◆ Given exercise 1:
Retype the passage from the Fake Nudes album article below, starting at "The title Fake" and ending at "Streak in 2013.".
◆ Given exercise 2:
Write what comes next in the article below about the Barenaked Ladies album Fake Nudes, picking up after its final sentence.

◆ Text shown:
((
Studio album by Barenaked Ladies
- Released: 17 November 2017
- Recorded: January – February 2017
- Genre: Alternative rock
- Length: 48:56
- Label: Vanguard
- Producer: Gavin Brown

Barenaked Ladies chronology
| Ladies and Gentlemen: Barenaked Ladies and The Persuasions (2017) | Fake Nudes (2017) | Fake Nudes: Naked (2019) |

Singles from Fake Nudes
- "Lookin' Up" Released: 8 September 2017;

= Fake Nudes =

Fake Nudes is the twelfth studio album by Canadian rock band Barenaked Ladies. It is the band's twelfth full-length original-material studio album and their 16th overall. It was recorded from January to February 2017 at Noble Street Studios in Toronto, Ontario, and was released on 17 November 2017 through Vanguard.

The album was formally announced on 5 September 2017 and was made available for pre-order on 8 September 2017. Online pre-orders include six instant-gratification downloads, released two per month (including two on the pre-order date): "Bringing It Home", and the lead single, "Lookin' Up". The album's lead song, "Canada Dry", was released for download on 22 September 2017. "Invisible Fence" was released for streaming on 5 October 2017, then for download the following day. "We Took The Night" was made available for download on 21 October 2017. The final pre-release song, "Sunshine", was released for streaming on 2 November 2017, then for download the following day. The band recorded the album with producer Gavin Brown, who has produced several recordings for the band and its members since 2013.

Fake Nudes was also released physically on CD and vinyl. The song "20/20 Hindsight" was deleted from the vinyl version of the album.

The title Fake Nudes is a parody of the term "fake news" while indirectly referencing the band's name.

Professional ratings
Review scores
| Source | Rating |
| ABC News | Star |
| AllMusic | Star |

==Singles==
The lead single from the album, "Lookin' Up", was made available for download, alongside "Bringing It Home" on the pre-order date of 8 September 2017. The official music video was produced by Rooster Teeth, who have produced a number of the band's music videos since Grinning Streak in 2013.

A music video for "Bringing It Home", combining both studio footage and live footage (the latter filmed during the Fall 2017 "Canada 1 Five 0" Canadian tour) was posted to the band's Facebook page on 17 November 2017. A video for "Navigate" was also released on 25 June 2019.
))
◆ Data lines:
((
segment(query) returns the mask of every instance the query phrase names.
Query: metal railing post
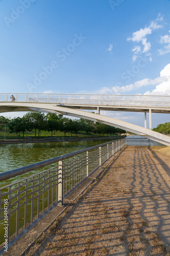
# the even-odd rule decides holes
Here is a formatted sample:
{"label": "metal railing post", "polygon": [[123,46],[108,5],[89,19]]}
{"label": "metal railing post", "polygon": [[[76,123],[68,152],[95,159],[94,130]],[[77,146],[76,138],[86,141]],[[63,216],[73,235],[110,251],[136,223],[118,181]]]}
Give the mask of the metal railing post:
{"label": "metal railing post", "polygon": [[109,159],[109,144],[107,144],[107,159]]}
{"label": "metal railing post", "polygon": [[99,166],[102,166],[102,147],[99,147]]}
{"label": "metal railing post", "polygon": [[88,151],[86,153],[87,177],[88,176]]}
{"label": "metal railing post", "polygon": [[58,200],[60,201],[59,205],[63,205],[63,162],[59,161]]}

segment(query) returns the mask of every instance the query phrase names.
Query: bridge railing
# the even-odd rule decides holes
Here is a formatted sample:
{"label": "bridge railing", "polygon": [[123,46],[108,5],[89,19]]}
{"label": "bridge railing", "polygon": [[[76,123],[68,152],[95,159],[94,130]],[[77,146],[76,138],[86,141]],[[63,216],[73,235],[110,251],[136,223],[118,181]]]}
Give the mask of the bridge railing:
{"label": "bridge railing", "polygon": [[0,94],[0,101],[138,106],[140,107],[168,108],[170,106],[170,96],[151,95],[8,93]]}
{"label": "bridge railing", "polygon": [[1,247],[5,234],[9,247],[54,207],[62,205],[70,191],[125,144],[121,139],[0,174],[0,181],[4,181],[48,166],[0,188]]}

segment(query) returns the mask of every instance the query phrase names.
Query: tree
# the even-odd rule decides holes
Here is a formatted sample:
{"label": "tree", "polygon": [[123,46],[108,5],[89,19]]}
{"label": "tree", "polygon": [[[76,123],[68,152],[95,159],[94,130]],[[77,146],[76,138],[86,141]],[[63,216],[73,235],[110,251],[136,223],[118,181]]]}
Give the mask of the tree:
{"label": "tree", "polygon": [[10,129],[10,132],[16,133],[16,137],[18,138],[18,133],[21,131],[23,121],[20,117],[13,118],[9,123],[8,127]]}
{"label": "tree", "polygon": [[60,130],[61,132],[63,132],[64,133],[64,137],[67,132],[70,131],[70,123],[69,118],[64,118],[60,120]]}
{"label": "tree", "polygon": [[[47,119],[47,123],[48,123],[48,120],[53,120],[53,121],[56,121],[56,127],[54,129],[53,129],[54,135],[55,135],[55,131],[57,131],[57,130],[59,130],[59,126],[60,124],[60,122],[59,122],[59,120],[62,119],[63,118],[63,115],[61,115],[61,114],[57,115],[57,114],[51,113],[48,113],[46,115],[46,118]],[[52,123],[53,123],[53,122],[51,122],[51,125],[52,125]],[[53,123],[54,123],[53,126],[54,127],[55,126],[54,122],[53,122]],[[58,125],[57,124],[58,124]],[[47,131],[48,131],[48,130],[47,130]],[[50,131],[52,131],[52,130],[51,130]],[[53,136],[53,135],[52,135],[52,136]]]}
{"label": "tree", "polygon": [[53,132],[55,130],[59,130],[59,120],[54,119],[48,119],[46,121],[47,130],[52,132],[52,137],[53,137]]}
{"label": "tree", "polygon": [[23,116],[27,122],[27,127],[28,130],[35,129],[35,138],[36,137],[36,131],[44,130],[45,117],[43,113],[28,112]]}
{"label": "tree", "polygon": [[170,122],[167,122],[164,123],[161,123],[157,125],[156,128],[154,128],[153,131],[157,132],[159,133],[164,134],[170,134]]}
{"label": "tree", "polygon": [[76,133],[76,136],[77,137],[77,133],[80,131],[80,123],[79,121],[77,120],[74,120],[72,121],[72,130]]}

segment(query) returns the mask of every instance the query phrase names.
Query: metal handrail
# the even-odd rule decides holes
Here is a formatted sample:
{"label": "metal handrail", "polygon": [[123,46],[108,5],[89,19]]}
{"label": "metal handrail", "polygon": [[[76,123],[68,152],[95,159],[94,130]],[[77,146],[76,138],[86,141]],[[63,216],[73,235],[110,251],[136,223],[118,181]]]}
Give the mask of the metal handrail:
{"label": "metal handrail", "polygon": [[[15,99],[11,100],[10,95]],[[90,104],[141,107],[170,107],[169,96],[111,94],[0,94],[0,102],[39,102],[71,105]]]}
{"label": "metal handrail", "polygon": [[[62,205],[65,197],[125,144],[126,139],[122,138],[1,174],[9,178],[58,162],[55,166],[0,188],[1,239],[3,221],[8,223],[9,248],[54,207]],[[13,220],[16,225],[11,232]],[[0,250],[0,255],[4,251]]]}
{"label": "metal handrail", "polygon": [[[113,141],[118,141],[119,139],[114,140]],[[84,150],[79,150],[78,151],[76,151],[71,153],[67,154],[64,155],[63,156],[60,156],[59,157],[55,157],[51,159],[48,159],[47,160],[42,161],[41,162],[38,162],[38,163],[33,163],[32,164],[30,164],[26,166],[21,167],[20,168],[17,168],[16,169],[14,169],[13,170],[8,170],[5,172],[5,173],[2,173],[0,174],[0,181],[3,181],[3,180],[7,180],[7,179],[10,179],[10,178],[13,178],[14,177],[17,176],[17,175],[20,175],[21,174],[25,174],[28,172],[35,170],[36,169],[39,169],[39,168],[45,166],[46,165],[49,165],[59,161],[62,161],[64,159],[67,159],[70,157],[77,156],[77,155],[80,155],[80,154],[84,153],[87,151],[89,151],[90,150],[94,150],[97,148],[99,146],[103,146],[108,144],[110,144],[113,141],[104,143],[101,144],[100,145],[97,145],[93,146],[87,148],[85,148]]]}

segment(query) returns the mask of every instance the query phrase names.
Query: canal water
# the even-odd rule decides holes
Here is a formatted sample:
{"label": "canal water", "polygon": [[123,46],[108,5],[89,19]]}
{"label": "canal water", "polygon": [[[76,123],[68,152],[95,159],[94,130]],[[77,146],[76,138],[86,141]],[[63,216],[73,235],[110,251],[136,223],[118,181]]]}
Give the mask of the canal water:
{"label": "canal water", "polygon": [[[1,173],[19,168],[37,162],[40,162],[71,152],[103,144],[114,140],[114,137],[109,139],[58,141],[56,142],[41,142],[21,144],[7,144],[0,145]],[[56,164],[53,164],[51,166]],[[0,187],[12,182],[39,173],[43,168],[30,172],[27,174],[0,181]]]}
{"label": "canal water", "polygon": [[[110,138],[110,141],[114,140],[114,138]],[[26,166],[29,164],[40,162],[45,160],[50,159],[54,157],[65,155],[66,154],[78,151],[83,148],[90,147],[95,145],[103,144],[109,141],[109,139],[101,140],[78,140],[74,141],[59,141],[55,142],[41,142],[33,143],[22,143],[22,144],[1,144],[0,145],[0,166],[1,172],[5,172],[8,170]],[[8,180],[0,182],[0,188],[4,187],[13,182],[20,180],[26,178],[31,175],[39,173],[40,171],[47,169],[50,167],[56,165],[57,163],[54,163],[51,166],[45,166],[42,168],[29,172],[22,175],[18,175],[16,177],[13,177]],[[15,185],[13,186],[13,188]],[[3,195],[7,191],[8,187],[4,188],[2,189]],[[35,195],[34,195],[35,196]],[[3,196],[2,200],[5,199],[5,196]],[[31,197],[31,195],[30,196]],[[50,196],[51,197],[51,196]],[[45,195],[44,205],[47,206],[47,192]],[[16,197],[14,197],[12,203],[13,206],[11,210],[14,210],[17,206]],[[22,199],[23,202],[24,199]],[[51,200],[50,199],[50,200]],[[21,202],[20,200],[20,202]],[[42,199],[40,200],[40,210],[42,206]],[[33,205],[33,216],[37,215],[37,202],[34,202]],[[42,208],[42,207],[41,207]],[[29,222],[31,219],[31,202],[27,203],[27,223]],[[1,212],[0,217],[3,216],[4,212]],[[25,205],[21,206],[19,210],[19,228],[23,225],[25,218]],[[10,236],[12,236],[16,232],[16,211],[11,214],[10,217]],[[4,219],[0,221],[0,245],[4,242]]]}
))
◆ Written reply 1:
The title Fake Nudes is a parody of the term "fake news" while indirectly referencing the band's name.

Professional ratings
Review scores
| Source | Rating |
| ABC News | Star |
| AllMusic | Star |

==Singles==
The lead single from the album, "Lookin' Up", was made available for download, alongside "Bringing It Home" on the pre-order date of 8 September 2017. The official music video was produced by Rooster Teeth, who have produced a number of the band's music videos since Grinning Streak in 2013.

◆ Written reply 2:
==Track listing==

| No. | Title | Writer(s) | Lead vocal(s) | Length |
|---|---|---|---|---|
| 1. | "Canada Dry" | Ed Robertson; Kevin Griffin; | Ed Robertson | 3:09 |
| 2. | "Bringing It Home" | Robertson; Griffin; | Ed Robertson | 3:04 |
| 3. | "Invisible Fence" | Kevin Hearn | Kevin Hearn | 2:49 |
| 4. | "Lookin' Up" | Robertson; Griffin; Sam Hollander; | Ed Robertson | 2:50 |
| 5. | "Sunshine" | Robertson; Hearn; | Ed Robertson | 3:56 |
| 6. | "Dusty Rooms" | Hearn | Kevin Hearn | 3:20 |
| 7. | "We Took the Night" | Jim Creeggan | Jim Creeggan | 2:14 |
| 8. | "Navigate" | Robertson; Hearn; | Ed Robertson | 4:43 |
| 9. | "Flying Dreams" | Hearn | Kevin Hearn | 4:33 |
| 10. | "Nobody Better" | Robertson; Hearn; | Ed Robertson | 3:02 |
| 11. | "Bag of Bones" | Hearn | Kevin Hearn | 3:37 |
| 12. | "You + Me vs. the World" | Robertson; Griffin; | Ed Robertson | 3:37 |
| 13. | "20/20 Hindsight" | Hearn | Kevin Hearn | 3:52 |
| 14. | "The Township of King" | Hearn | Kevin Hearn | 4:09 |
| Total length: |  |  |  | 48:56 |

==Personnel==

Barenaked Ladies
- Jim Creeggan – bass, lead and background vocals
- Kevin Hearn – piano, synthesizers, keyboards, acoustic and electric guitars, lead and background vocals
- Ed Robertson – lead and backing vocals, acoustic and electric guitars
- Tyler Stewart – drums, percussion, background vocals

Additional musicians
- Steve Berlin – saxophone on "Bag of Bones" and "Lookin' Up"
- Jim Cuddy – additional vocals on "Canada Dry"
- Bill Dillon – additional guitars on "Navigate"
- Alan Doyle – additional vocals on "Canada Dry"
- Patrick Hearn – spoken word on "Dusty Rooms"
- Michael Ray – trumpet on "Bag of Bones", "Lookin' Up" and "Invisible Fence"
- Tanya Tagaq – additional vocals on "Flying Dreams"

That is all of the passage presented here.